◆ **Problem to solve**: Transcribe every line of the records verbatim.

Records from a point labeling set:
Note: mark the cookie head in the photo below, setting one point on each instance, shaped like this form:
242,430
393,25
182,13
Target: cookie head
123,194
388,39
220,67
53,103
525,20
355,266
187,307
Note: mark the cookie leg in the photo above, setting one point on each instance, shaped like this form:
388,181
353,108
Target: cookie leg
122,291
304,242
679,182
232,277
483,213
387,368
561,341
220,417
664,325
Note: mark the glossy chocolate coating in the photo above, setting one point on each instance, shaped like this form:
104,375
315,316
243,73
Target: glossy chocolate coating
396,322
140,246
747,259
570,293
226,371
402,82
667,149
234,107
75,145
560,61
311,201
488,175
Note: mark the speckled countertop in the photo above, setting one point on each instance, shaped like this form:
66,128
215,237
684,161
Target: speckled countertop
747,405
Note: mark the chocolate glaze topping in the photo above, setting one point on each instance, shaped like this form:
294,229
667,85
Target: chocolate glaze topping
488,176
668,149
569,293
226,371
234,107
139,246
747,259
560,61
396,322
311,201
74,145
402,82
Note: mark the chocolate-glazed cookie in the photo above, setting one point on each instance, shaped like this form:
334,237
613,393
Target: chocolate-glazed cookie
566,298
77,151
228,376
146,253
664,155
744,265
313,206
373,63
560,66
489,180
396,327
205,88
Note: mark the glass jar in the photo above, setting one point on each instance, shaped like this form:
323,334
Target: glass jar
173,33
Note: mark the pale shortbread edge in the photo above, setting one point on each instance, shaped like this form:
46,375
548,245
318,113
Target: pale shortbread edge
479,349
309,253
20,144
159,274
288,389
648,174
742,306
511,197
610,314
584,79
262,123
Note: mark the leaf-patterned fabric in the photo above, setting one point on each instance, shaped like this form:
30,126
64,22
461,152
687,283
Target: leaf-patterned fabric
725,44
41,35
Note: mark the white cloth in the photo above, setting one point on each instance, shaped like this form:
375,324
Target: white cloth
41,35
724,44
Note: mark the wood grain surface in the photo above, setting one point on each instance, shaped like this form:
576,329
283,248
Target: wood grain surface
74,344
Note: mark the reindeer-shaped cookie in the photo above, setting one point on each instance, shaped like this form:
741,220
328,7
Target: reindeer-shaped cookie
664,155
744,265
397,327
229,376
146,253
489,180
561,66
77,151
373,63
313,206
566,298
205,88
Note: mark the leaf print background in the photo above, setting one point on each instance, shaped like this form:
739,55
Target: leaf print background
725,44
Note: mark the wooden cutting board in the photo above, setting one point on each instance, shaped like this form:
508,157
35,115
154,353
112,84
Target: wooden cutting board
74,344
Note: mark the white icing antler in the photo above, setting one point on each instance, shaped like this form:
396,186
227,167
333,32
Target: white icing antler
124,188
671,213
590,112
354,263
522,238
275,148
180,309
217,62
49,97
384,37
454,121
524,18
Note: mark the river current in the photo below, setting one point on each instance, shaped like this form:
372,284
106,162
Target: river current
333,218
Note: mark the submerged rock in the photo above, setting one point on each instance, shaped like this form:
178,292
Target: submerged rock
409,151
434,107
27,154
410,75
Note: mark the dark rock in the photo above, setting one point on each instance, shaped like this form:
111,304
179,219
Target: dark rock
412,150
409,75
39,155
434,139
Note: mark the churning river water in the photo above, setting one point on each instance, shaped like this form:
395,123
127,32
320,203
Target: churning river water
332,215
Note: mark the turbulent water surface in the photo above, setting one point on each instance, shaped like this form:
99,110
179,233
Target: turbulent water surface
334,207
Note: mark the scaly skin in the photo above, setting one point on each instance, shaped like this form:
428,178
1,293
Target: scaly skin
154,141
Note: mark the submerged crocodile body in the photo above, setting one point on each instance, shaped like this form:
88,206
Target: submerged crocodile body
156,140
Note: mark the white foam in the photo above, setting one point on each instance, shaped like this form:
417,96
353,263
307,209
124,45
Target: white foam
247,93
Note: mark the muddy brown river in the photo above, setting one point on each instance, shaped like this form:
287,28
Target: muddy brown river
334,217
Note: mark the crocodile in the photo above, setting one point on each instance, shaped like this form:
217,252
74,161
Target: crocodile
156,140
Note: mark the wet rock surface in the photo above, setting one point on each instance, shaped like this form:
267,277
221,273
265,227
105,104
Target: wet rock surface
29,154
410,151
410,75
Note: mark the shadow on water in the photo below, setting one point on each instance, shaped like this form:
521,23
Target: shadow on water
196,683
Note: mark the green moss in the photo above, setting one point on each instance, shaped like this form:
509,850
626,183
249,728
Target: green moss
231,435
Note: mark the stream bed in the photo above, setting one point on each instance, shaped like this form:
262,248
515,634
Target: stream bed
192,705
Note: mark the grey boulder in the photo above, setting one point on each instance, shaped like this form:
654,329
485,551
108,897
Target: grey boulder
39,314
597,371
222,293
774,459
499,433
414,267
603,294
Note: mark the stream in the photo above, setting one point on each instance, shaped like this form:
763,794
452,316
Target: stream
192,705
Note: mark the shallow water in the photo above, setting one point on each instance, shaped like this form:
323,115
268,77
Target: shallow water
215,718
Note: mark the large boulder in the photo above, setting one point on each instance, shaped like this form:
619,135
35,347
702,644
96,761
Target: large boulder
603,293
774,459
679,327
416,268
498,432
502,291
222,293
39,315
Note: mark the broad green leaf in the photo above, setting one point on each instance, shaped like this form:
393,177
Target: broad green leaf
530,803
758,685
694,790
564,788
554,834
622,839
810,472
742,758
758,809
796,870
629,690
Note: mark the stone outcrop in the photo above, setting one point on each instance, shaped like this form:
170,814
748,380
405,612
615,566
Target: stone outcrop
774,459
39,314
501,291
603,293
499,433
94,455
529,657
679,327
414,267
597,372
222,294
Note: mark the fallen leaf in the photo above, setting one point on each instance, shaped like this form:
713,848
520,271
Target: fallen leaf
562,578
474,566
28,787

◆ **Completed exercise**:
Note: mark the cookie head in the photo below, setting one point on each instance, shaped like this form:
242,430
393,25
182,13
Target: cookie head
123,194
388,39
220,67
53,103
525,20
355,266
187,307
Note: mark the cookie leg in the photo above, setting one point on each instance, shaped like this form:
388,181
353,108
Target: cookie leg
122,291
304,242
679,182
232,277
483,213
387,368
561,341
220,417
664,325
Note: mark the glossy chocolate coating in the photo above, setting one point on each instance, shaped like this form:
104,375
315,316
243,73
Target: glossy chocolate coating
396,322
140,246
747,259
570,293
226,371
402,82
667,149
234,107
75,145
560,61
311,201
488,175
Note: mark the speckled countertop in the photo above, setting one point on each instance, shaped like this form:
66,128
215,237
684,161
Target: speckled countertop
747,405
Note: mark the chocolate glaze topping in the photo above, setting one point on each instance, shaped like this form:
294,229
667,85
Target: chocolate glaze topping
488,176
668,149
569,293
226,371
234,107
139,246
747,259
560,61
396,322
311,201
74,145
402,82
Note: mark the chocolate-glazed cookie in the photo above, setting one point on each instance, shaped like this form:
334,237
613,393
Target: chocolate-glazed cookie
566,298
77,151
228,376
146,253
664,155
744,265
313,206
373,63
560,66
489,180
396,327
205,88
Note: mark the glass jar in the photo above, setting one point on each instance, shaped like this form:
323,334
Target: glass jar
173,33
Note: mark the pale shortbread edge in the photo above, setting one point on each instance, shaped like this form:
46,375
548,245
318,113
Target: pale shortbread edge
479,349
309,253
20,144
159,274
288,389
648,174
742,306
511,197
610,314
584,79
262,123
Note: mark the leaf-patterned fabric in the photo above, setting one point on each instance, shaped like this form:
30,126
64,22
461,152
687,283
Target: leaf-patterned fabric
725,44
41,35
Note: mark the white cloth in the photo above, setting one point on each instance, shaped like this form:
375,324
Target: white cloth
41,35
724,44
Note: mark the wood grain surface in the photo above, setting one point on each instance, shaped like this form:
576,329
283,248
Target: wood grain surface
74,344
Note: mark the reindeer-shaped cookie in the photo above, setting one point on each instance, shaped like this form:
741,220
328,7
Target: reindeer-shaped cookie
664,155
744,265
397,327
229,376
146,253
489,180
561,66
77,151
373,63
313,206
566,298
205,88
Note: mark the leaf print background in the photo above, setting one point on each instance, shaped like this form:
739,55
Target: leaf print background
725,44
Note: mark the wooden cutting board in the photo above, setting one point on each instance, shaped like this form:
508,157
35,115
154,353
112,84
Target: wooden cutting board
74,344
Note: mark the white icing antler in the photo above, setting one point on each instance, shaped like this form:
396,186
227,167
333,32
Target: white icing antler
124,188
671,213
590,112
354,263
522,238
275,148
180,309
217,62
49,97
384,37
454,121
524,18
Note: mark the river current in the photo below, setting one point on each instance, shaped like this form:
372,284
106,162
Target: river current
333,218
Note: mark the submerged rock in the photo above, setting one point on each instance, shaped like this form:
178,292
Target: submerged rock
409,151
434,107
27,154
410,75
Note: mark the dark rock in the photo above, setting one point on each instance, shaped like this form:
111,304
179,219
Target: dark rock
412,150
409,75
39,155
434,139
Note: mark the churning river water in the photo above, setting one point on each instance, shaped like this form:
395,123
127,32
320,203
Target: churning river water
332,215
Note: mark the turbulent water surface in the photo above, setting one point on each instance, shaped like this form:
99,110
179,233
Target: turbulent water surface
334,207
Note: mark the scaly skin in the photo above, setting one point on each instance, shaped like this form:
428,178
1,293
Target: scaly skin
154,141
Note: mark the submerged crocodile body in the photo above, setting one point on each instance, shaped like this form:
88,206
Target: submerged crocodile body
156,140
Note: mark the white foam in the photo above, setting one point on each instance, shaped like this form:
417,96
353,263
307,209
124,45
Target: white foam
247,93
Note: mark the muddy brown river in the photo above, setting one point on each instance, shaped like this form:
287,28
Target: muddy brown river
334,217
Note: mark the crocodile in the photo above, setting one point on each instance, shaped like this form:
217,252
74,161
Target: crocodile
156,140
Note: mark the wet rock surface in the photo above, setting one point on each instance, shaped like this form:
267,277
221,273
265,227
105,104
Target: wet rock surface
29,154
410,151
410,75
Note: mark the shadow on water in the photo below, setting one point on each instance, shaped like this form:
521,23
Target: shadow on water
196,683
Note: mark the green moss in the photo above, setting one point on each instance, shaped like this form:
509,850
626,183
249,728
Target: green moss
231,435
Note: mark the stream bed in the photo above, setting one point on each instance, shaped like this form:
262,248
515,634
Target: stream bed
192,705
Note: mark the grey boulder in the photo above, setting one point on each instance, shaped like this form:
654,329
485,551
108,897
Target: grey boulder
39,314
597,371
222,293
774,459
499,433
414,267
603,294
Note: mark the stream in the photo above, setting one point on each instance, shaped like this form:
763,794
452,316
Target: stream
192,705
Note: mark the shallow water in the photo above, setting one point on each instance, shaped like this form:
323,115
268,77
Target: shallow water
215,718
Note: mark the large boulder in the photo above, setting one point on each instance, shaped like this form:
619,135
35,347
702,644
96,761
Target: large boulder
603,293
774,459
679,327
416,268
498,432
502,291
222,293
39,315
Note: mark the broad green leaf in the photo above, setting one point on each instance, shaped like this form:
393,177
Target: broad green leaf
530,803
758,685
694,790
564,788
554,834
622,839
810,472
742,758
758,809
796,870
629,690
Note: mark the stone outcrop in the photo above, setting one point on each instance, shaped like this form:
170,814
748,380
405,612
615,566
Target: stone outcrop
774,459
39,314
501,291
603,293
499,433
94,455
529,657
679,327
414,267
597,372
222,294
Note: mark the fallen leaf in the photo above, setting one point on each instance, shaped like this form:
713,848
520,271
Target: fallen leaf
562,578
474,566
28,787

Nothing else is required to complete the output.